## Start
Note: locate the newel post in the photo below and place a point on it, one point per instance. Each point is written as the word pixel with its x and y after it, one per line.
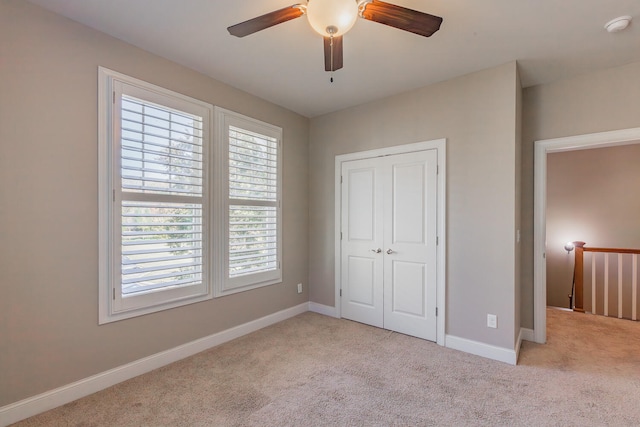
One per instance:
pixel 578 304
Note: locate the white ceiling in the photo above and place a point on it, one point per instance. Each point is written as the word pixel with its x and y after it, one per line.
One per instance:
pixel 551 40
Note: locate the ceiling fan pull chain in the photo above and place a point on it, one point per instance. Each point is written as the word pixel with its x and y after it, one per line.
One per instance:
pixel 331 44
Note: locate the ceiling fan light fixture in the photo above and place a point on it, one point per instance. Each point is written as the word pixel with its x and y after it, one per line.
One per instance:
pixel 332 17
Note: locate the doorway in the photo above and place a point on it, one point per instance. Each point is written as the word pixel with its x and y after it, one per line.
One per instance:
pixel 542 148
pixel 390 238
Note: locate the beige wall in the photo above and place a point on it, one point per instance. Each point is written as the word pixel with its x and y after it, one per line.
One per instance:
pixel 595 102
pixel 591 197
pixel 477 115
pixel 49 334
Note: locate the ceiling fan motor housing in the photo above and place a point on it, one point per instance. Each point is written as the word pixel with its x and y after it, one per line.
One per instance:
pixel 332 17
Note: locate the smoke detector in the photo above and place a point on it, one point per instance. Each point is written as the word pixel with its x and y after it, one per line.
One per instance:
pixel 618 24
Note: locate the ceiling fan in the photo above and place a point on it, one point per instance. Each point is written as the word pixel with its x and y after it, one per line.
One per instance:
## End
Goal:
Copy out every one of the records above word for word, but leave the pictures out.

Result below:
Note: locate the newel post in the photo below and place a point on it, one point per instance. Each point is written as the word pixel with its x and y after it, one per line.
One per instance:
pixel 578 304
Note: locate the white ceiling in the photo above and place a point on it, one point per instance. Each point is written as the word pixel with its x and y after it, one per line.
One per instance:
pixel 551 40
Note: locate the ceiling fan pull chain in the photo above and place a point on it, one point per instance. Each point is written as the word pixel with its x and y after it, one per line.
One per instance:
pixel 331 44
Note: locate the ceiling fan light fixture in the photo above and place a point on it, one point per instance. Each point is written as the word pixel with its x and y after it, one per line.
One per instance:
pixel 332 17
Note: locate the doorway in the photo above and place a point on it, one point per instance. Each point is written as the word pixel with its x and y after it, one per line.
One per instance:
pixel 542 148
pixel 390 238
Note: locate the beige wall in the photo above and place a point on it, one point per instance. Each point is written as the word pixel with its x and y after it, one per line.
One per instance:
pixel 595 102
pixel 591 197
pixel 477 115
pixel 49 334
Note: locate the ceiling fan motor housing in the photo above and place a point on it, one point per instance. Each point is written as the word pixel with its x and y after it, one per line.
One per instance:
pixel 332 17
Note: locate the smoke detector in the photo above and place a point on it, one point per instance. Each point is written as the word pixel with its x and y after it, one per line.
One per instance:
pixel 618 24
Note: locate the ceiling fan in the photo above and place a point on it, one point per instance. Each point is written as the word pixel with its x and y after it, one per line.
One per instance:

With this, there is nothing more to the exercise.